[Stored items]
(begin)

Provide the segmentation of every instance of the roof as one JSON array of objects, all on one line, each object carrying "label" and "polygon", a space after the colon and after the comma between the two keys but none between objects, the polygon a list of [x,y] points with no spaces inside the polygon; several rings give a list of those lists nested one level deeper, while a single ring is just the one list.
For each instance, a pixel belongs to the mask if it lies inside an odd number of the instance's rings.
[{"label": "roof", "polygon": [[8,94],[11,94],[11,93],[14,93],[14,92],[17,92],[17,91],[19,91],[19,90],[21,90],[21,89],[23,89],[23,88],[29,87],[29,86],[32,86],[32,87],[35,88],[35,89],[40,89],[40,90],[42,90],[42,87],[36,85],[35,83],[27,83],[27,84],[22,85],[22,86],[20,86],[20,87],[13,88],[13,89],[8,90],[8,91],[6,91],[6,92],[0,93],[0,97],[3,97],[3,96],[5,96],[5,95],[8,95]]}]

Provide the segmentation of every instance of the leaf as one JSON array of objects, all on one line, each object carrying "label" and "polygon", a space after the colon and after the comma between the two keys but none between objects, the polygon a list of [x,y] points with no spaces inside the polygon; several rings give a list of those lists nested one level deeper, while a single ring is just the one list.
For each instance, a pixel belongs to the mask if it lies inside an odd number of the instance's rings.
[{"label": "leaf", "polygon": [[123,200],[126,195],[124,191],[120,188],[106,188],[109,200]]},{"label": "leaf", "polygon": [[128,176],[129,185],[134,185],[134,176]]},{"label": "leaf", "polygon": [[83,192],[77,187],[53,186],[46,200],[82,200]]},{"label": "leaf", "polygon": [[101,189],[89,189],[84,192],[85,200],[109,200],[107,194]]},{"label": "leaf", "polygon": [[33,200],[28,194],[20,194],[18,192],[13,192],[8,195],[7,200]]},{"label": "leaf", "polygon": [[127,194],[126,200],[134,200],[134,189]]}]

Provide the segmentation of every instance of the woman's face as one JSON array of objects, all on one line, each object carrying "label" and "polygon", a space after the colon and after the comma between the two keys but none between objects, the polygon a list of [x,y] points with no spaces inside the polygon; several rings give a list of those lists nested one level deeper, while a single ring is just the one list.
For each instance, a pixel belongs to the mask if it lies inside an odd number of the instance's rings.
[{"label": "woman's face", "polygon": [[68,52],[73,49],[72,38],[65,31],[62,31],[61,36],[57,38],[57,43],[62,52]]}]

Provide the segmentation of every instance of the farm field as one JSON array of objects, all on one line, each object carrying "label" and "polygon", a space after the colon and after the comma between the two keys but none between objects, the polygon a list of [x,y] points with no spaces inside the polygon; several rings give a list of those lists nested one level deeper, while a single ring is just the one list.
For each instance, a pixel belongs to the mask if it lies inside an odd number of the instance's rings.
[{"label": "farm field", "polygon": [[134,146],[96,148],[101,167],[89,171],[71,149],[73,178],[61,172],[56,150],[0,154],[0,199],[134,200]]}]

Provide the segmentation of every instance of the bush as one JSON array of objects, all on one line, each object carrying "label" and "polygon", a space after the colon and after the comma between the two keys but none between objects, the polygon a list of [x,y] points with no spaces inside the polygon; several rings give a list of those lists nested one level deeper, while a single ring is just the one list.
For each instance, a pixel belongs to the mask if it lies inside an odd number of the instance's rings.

(end)

:: What needs to be done ::
Lay out the lines above as a JSON list of strings, one string per line, leaving out blank lines.

:: Answer to the problem ::
[
  "Provide the segmentation of every instance of the roof as one JSON array of objects, all on one line, each object carrying \"label\" and \"polygon\", a space after the colon and after the comma between the two keys but none between objects, the polygon a list of [x,y] points with no spaces inside the polygon; several rings give a list of those lists nested one level deeper, while a single ring is just the one list.",
  "For each instance, a pixel belongs to the mask if it lies inside an odd number of the instance's rings.",
  "[{\"label\": \"roof\", \"polygon\": [[8,94],[11,94],[11,93],[14,93],[14,92],[17,92],[17,91],[19,91],[19,90],[21,90],[21,89],[23,89],[23,88],[29,87],[29,86],[32,86],[32,87],[35,88],[35,89],[40,89],[40,90],[42,90],[42,87],[36,85],[35,83],[27,83],[27,84],[22,85],[22,86],[20,86],[20,87],[13,88],[13,89],[8,90],[8,91],[6,91],[6,92],[0,93],[0,97],[3,97],[3,96],[5,96],[5,95],[8,95]]}]",
  "Provide the segmentation of every instance of the leaf as one JSON array of objects, all on one line, each object carrying \"label\" and \"polygon\", a space after the colon and after the comma between the two keys but none between objects, the polygon a list of [x,y] points with no spaces inside the polygon; several rings give a list of those lists nested one level deeper, while a single ring is just the one list.",
  "For each instance, a pixel belongs to the mask if it lies inside an odd number of the instance's rings.",
  "[{\"label\": \"leaf\", \"polygon\": [[123,200],[126,195],[124,191],[120,188],[106,188],[109,200]]},{\"label\": \"leaf\", \"polygon\": [[128,176],[129,185],[134,185],[134,176]]},{\"label\": \"leaf\", \"polygon\": [[83,192],[77,187],[53,186],[46,200],[82,200]]},{\"label\": \"leaf\", \"polygon\": [[101,189],[89,189],[84,192],[85,200],[109,200],[107,194]]},{\"label\": \"leaf\", \"polygon\": [[33,200],[28,194],[20,194],[18,192],[13,192],[8,195],[7,200]]},{\"label\": \"leaf\", \"polygon\": [[127,194],[126,200],[134,200],[134,189]]}]",
  "Provide the segmentation of every instance of the woman's face as one JSON array of objects, all on one line, each object carrying \"label\" and \"polygon\", a space after the colon and after the comma between the two keys but none between objects, the polygon a list of [x,y] points with no spaces inside the polygon; several rings give a list of those lists nested one level deeper, while a single ring is just the one list.",
  "For each instance, a pixel belongs to the mask if it lies inside an odd number of the instance's rings.",
  "[{\"label\": \"woman's face\", \"polygon\": [[68,52],[73,49],[72,38],[65,31],[62,31],[61,36],[57,38],[57,43],[62,52]]}]",
  "Provide the segmentation of every instance of the farm field as one JSON array of objects, all on one line, each object carrying \"label\" and \"polygon\", a space after the colon and after the comma between the two keys but none between objects, the polygon a list of [x,y] points with no spaces inside the polygon; several rings give a list of those lists nested one level deeper, while a single ring is just the one list.",
  "For each instance, a pixel belongs to the mask if it lies inside an odd number of the instance's rings.",
  "[{\"label\": \"farm field\", \"polygon\": [[134,146],[96,148],[101,167],[89,171],[71,149],[73,178],[61,172],[56,150],[0,154],[0,199],[134,200]]}]",
  "Provide the segmentation of every instance of the bush as one JSON array of objects, all on one line, each object carrying \"label\" and \"polygon\", a space after the colon and after the comma between the two keys but none between objects, the polygon a list of [x,y] points with no spaces inside the polygon; several rings give a list of those lists nested one level deeper, while a single ring is just the one list.",
  "For each instance, a pixel belongs to the mask if it lies inside an odd number of the instance's rings."
]